Can you copy out every line of the entries below, requests included, while increasing each x and y pixel coordinate in the answers by 21? Leave the pictures out.

:: DATA LISTING

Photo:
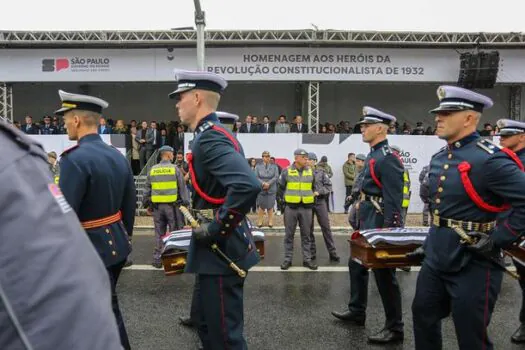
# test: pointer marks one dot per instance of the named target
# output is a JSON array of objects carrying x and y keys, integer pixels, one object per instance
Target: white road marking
[{"x": 278, "y": 269}]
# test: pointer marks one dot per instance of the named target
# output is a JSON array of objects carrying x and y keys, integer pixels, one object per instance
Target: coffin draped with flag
[{"x": 176, "y": 244}]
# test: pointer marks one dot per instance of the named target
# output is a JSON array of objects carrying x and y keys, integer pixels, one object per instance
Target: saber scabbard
[
  {"x": 465, "y": 238},
  {"x": 194, "y": 223}
]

::::

> FINISHED EXERCISE:
Photo:
# test: pointer marks one dot per instance of the named target
# output is a JSON array of objects carrying x and y keys, integer pixels, one object per instance
Target: white road marking
[{"x": 299, "y": 290}]
# test: pointer marks one dot per instance of the named target
# output is a JSON array of objects carrying x and y keys, integer pixels, one object per instance
Target: coffin draped with flag
[{"x": 197, "y": 265}]
# test: pointer marks one dot per instance of the named target
# output is a JSON array of objects carrying x and y keys, integer pixels, one object per instance
Target: saber scabbard
[
  {"x": 486, "y": 259},
  {"x": 215, "y": 244}
]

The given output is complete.